__TO BE DONE__: From the lines below, keep only those that contain the string "sunglasses" and copy each one out unchanged.

---*---

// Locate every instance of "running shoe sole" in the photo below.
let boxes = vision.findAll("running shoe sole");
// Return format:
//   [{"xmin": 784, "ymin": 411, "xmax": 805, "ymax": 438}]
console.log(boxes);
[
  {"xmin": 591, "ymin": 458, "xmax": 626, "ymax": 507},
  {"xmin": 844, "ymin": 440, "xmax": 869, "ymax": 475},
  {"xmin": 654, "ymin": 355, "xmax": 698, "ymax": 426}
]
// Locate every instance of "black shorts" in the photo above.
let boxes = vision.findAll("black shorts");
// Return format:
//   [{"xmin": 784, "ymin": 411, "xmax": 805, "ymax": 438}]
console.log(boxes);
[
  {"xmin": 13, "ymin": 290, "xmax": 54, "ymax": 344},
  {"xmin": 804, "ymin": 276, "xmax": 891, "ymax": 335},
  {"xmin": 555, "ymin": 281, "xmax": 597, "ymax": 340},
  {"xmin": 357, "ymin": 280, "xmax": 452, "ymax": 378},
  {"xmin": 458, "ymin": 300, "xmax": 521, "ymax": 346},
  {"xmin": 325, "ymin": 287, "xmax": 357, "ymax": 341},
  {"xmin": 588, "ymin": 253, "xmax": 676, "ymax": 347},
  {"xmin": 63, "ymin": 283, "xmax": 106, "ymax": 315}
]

---*---

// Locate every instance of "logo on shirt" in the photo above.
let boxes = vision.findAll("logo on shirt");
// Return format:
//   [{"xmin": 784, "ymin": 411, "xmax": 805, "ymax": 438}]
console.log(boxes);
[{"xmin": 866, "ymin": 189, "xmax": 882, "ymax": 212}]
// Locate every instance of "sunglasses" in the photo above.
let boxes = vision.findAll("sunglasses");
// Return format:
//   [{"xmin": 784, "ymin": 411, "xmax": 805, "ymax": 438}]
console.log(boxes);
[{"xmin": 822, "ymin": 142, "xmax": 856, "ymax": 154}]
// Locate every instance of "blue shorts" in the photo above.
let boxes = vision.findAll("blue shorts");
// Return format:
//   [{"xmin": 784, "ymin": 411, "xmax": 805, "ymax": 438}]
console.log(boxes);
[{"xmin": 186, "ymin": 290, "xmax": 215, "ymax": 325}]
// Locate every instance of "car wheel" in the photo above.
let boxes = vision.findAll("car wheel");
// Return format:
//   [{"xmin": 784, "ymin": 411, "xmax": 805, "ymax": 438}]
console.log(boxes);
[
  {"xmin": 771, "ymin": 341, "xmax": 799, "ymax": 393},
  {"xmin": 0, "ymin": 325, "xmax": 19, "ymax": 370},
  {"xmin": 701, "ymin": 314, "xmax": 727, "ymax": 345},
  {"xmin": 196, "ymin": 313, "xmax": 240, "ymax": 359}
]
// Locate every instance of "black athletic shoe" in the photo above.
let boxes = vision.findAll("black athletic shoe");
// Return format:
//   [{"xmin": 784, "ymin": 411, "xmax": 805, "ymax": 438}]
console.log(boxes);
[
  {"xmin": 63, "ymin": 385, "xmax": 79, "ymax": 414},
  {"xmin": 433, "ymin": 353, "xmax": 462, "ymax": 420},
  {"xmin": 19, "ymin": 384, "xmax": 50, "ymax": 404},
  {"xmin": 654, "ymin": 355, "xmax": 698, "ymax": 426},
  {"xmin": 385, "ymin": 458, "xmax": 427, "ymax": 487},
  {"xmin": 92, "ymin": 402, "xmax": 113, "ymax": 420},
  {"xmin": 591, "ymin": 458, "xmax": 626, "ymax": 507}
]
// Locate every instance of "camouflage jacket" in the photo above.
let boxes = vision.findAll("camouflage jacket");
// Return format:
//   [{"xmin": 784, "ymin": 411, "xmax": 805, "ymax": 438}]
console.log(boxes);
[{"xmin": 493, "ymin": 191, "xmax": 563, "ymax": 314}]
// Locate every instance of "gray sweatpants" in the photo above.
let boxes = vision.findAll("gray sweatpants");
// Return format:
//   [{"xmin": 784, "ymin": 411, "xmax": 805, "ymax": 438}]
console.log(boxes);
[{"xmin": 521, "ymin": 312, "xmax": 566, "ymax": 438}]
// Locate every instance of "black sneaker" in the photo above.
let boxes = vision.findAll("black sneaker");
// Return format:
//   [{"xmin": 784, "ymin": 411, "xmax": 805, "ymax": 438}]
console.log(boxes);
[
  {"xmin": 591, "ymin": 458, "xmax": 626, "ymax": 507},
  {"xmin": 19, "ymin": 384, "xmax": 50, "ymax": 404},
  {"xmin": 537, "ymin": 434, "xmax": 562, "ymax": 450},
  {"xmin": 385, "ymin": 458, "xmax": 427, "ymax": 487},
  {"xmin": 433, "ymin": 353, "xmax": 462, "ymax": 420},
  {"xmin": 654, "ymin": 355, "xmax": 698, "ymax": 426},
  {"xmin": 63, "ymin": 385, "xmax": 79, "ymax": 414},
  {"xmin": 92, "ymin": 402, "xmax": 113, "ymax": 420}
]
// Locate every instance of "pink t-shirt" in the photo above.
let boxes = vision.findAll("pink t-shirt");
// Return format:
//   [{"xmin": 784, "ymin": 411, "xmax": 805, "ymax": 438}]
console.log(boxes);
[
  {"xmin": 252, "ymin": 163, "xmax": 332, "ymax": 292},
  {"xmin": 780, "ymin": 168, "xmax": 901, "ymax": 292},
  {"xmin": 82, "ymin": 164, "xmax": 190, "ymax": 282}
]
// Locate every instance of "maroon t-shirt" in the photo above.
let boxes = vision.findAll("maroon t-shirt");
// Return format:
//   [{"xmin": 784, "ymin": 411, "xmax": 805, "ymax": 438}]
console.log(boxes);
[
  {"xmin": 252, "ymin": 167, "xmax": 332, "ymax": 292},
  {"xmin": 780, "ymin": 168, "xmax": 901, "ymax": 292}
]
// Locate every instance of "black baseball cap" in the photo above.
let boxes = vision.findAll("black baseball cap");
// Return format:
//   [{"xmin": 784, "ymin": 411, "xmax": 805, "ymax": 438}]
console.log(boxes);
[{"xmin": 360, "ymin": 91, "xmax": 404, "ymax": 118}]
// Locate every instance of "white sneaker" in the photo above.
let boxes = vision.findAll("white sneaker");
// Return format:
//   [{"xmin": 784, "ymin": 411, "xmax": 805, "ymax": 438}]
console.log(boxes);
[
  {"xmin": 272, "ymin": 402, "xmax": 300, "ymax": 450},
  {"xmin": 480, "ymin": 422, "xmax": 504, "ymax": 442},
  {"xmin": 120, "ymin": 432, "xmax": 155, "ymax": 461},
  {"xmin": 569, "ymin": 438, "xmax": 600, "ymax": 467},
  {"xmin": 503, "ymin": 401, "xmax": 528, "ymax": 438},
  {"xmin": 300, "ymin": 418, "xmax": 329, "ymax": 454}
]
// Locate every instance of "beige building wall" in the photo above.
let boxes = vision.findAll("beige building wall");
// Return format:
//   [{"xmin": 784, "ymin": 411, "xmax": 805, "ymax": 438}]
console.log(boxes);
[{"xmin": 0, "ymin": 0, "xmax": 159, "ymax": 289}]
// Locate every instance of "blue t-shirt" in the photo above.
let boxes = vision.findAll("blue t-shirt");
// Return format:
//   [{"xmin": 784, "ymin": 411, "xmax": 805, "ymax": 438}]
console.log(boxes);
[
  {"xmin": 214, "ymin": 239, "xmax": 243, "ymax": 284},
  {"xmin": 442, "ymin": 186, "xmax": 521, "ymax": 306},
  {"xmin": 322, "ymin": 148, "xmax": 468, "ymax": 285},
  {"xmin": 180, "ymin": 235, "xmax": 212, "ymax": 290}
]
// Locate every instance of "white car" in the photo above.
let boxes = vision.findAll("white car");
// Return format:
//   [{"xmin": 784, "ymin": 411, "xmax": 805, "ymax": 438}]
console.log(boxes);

---*---

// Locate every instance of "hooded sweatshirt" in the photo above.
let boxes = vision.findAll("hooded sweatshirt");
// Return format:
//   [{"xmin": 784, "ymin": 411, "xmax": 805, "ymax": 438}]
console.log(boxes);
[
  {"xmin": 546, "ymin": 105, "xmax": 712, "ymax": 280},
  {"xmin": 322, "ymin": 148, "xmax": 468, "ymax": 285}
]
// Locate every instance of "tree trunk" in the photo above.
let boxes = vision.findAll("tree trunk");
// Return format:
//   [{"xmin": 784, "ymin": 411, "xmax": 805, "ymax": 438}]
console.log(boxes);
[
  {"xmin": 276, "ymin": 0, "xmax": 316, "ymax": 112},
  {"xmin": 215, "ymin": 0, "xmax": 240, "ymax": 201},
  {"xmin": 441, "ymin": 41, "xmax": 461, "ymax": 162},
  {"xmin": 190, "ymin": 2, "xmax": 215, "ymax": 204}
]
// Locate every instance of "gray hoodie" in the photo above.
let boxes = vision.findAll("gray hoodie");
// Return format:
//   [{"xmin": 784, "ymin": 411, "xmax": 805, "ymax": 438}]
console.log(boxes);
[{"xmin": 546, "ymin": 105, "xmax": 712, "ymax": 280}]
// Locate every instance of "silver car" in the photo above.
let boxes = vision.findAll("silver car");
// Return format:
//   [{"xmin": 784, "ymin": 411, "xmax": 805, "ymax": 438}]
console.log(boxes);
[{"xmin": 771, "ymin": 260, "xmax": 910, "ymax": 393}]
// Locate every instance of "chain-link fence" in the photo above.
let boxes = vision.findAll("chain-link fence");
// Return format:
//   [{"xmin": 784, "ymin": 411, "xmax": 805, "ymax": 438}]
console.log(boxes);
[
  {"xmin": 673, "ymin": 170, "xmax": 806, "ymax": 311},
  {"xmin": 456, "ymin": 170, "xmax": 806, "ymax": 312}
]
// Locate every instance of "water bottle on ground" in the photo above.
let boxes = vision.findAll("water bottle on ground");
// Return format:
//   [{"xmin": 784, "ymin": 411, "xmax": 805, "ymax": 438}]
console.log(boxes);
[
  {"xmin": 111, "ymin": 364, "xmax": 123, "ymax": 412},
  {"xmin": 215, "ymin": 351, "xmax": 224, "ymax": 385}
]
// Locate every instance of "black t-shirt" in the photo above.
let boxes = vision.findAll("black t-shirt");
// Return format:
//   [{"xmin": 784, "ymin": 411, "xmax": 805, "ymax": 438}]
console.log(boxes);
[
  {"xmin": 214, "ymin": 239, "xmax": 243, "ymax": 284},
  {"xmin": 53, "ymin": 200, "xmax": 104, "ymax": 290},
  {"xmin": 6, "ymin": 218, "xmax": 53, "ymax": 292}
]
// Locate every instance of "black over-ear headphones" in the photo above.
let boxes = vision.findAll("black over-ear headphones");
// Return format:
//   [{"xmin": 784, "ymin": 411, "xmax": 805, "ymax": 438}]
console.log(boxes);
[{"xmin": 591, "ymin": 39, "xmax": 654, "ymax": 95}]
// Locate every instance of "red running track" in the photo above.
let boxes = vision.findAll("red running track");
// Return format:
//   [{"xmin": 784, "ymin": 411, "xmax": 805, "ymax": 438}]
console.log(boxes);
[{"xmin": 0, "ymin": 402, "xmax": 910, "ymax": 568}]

---*---

__THE OUTPUT__:
// Locate every instance of "sunglasses" in the photo above.
let boxes = vision.findAll("sunglasses");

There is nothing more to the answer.